Begin

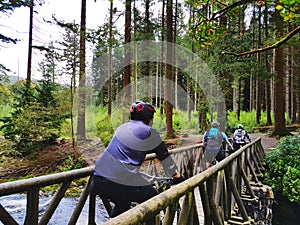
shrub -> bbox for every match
[264,136,300,204]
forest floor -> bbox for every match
[0,132,299,183]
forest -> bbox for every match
[0,0,300,221]
[0,0,300,152]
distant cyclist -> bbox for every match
[233,124,251,151]
[203,122,233,168]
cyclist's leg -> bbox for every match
[216,148,225,162]
[92,176,131,217]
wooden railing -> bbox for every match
[0,139,264,225]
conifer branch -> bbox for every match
[222,26,300,57]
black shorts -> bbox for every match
[91,176,157,217]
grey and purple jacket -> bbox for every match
[94,120,177,186]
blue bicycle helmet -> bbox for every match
[130,101,156,124]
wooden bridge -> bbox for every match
[0,138,271,225]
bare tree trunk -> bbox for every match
[77,0,86,140]
[123,0,131,110]
[107,1,114,117]
[26,0,34,90]
[273,10,289,136]
[264,0,272,126]
[165,0,175,138]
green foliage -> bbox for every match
[1,80,66,154]
[58,155,83,172]
[264,136,300,204]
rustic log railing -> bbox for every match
[0,138,264,225]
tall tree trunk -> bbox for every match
[77,0,86,140]
[273,10,289,136]
[159,0,166,115]
[26,0,34,90]
[123,0,131,108]
[256,5,262,124]
[165,0,175,138]
[107,1,114,117]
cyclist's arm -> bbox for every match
[222,132,233,149]
[154,141,180,177]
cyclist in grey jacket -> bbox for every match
[92,101,184,217]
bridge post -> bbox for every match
[24,188,39,225]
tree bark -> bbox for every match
[77,0,86,140]
[123,0,131,106]
[273,10,289,136]
[165,0,175,138]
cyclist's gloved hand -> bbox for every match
[172,175,185,184]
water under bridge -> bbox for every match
[0,138,272,225]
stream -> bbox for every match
[0,194,108,225]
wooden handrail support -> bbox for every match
[0,138,264,225]
[102,138,264,225]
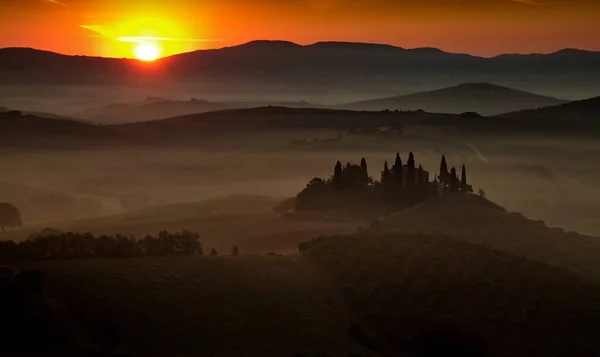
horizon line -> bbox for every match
[0,39,600,61]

End

- What you are asked to do
Please set out all the records above as a numbered list, with no blank lines and without the pictures.

- Worked answer
1. shrub -> bbox for every match
2. [264,136,300,204]
3. forest floor -> bbox for every match
4. [0,132,299,183]
5. forest -> bbox for every match
6. [0,0,300,221]
7. [0,0,300,152]
8. distant cyclist -> bbox for every match
9. [233,124,251,151]
10. [203,122,233,168]
11. cyclist's leg -> bbox for every match
12. [216,148,225,162]
13. [92,176,131,217]
14. wooden railing -> bbox for every match
15. [0,139,264,225]
16. conifer branch -> bbox for every match
17. [222,26,300,57]
18. black shorts -> bbox for every match
19. [91,176,157,217]
20. grey and purple jacket -> bbox for every match
21. [94,120,177,186]
22. blue bicycle helmet -> bbox for every match
23. [130,101,156,124]
24. wooden bridge -> bbox for every match
25. [0,138,271,225]
26. bare tree trunk -> bbox for every match
27. [77,0,86,140]
28. [123,0,131,110]
29. [107,1,114,117]
30. [26,0,34,90]
31. [273,10,289,136]
32. [264,0,272,126]
33. [165,0,175,138]
34. green foliage -> bbox for every match
35. [1,80,66,154]
36. [58,155,83,172]
37. [264,136,300,204]
38. rustic log railing -> bbox for every match
39. [0,138,264,225]
40. tall tree trunk -> bbox for every match
41. [77,0,86,140]
42. [273,10,289,136]
43. [159,0,166,115]
44. [26,0,34,90]
45. [123,0,131,108]
46. [256,5,262,124]
47. [165,0,175,138]
48. [107,1,114,117]
49. cyclist's arm -> bbox for every match
50. [222,132,233,149]
51. [154,141,180,177]
52. cyclist in grey jacket -> bbox for every match
53. [92,101,184,217]
54. bridge post -> bbox for every match
55. [24,188,39,225]
56. tree bark -> bbox for every match
57. [77,0,86,140]
58. [123,0,131,106]
59. [273,10,289,136]
60. [165,0,175,138]
61. cyclist's gloved hand -> bbox for every match
62. [172,175,185,184]
63. water under bridge -> bbox for every match
64. [0,138,272,225]
65. stream -> bbox for every match
66. [0,194,108,225]
67. wooden handrail support -> bbox for every match
68. [0,138,264,225]
69. [102,138,264,225]
70. horizon line -> bbox for every match
71. [0,39,600,61]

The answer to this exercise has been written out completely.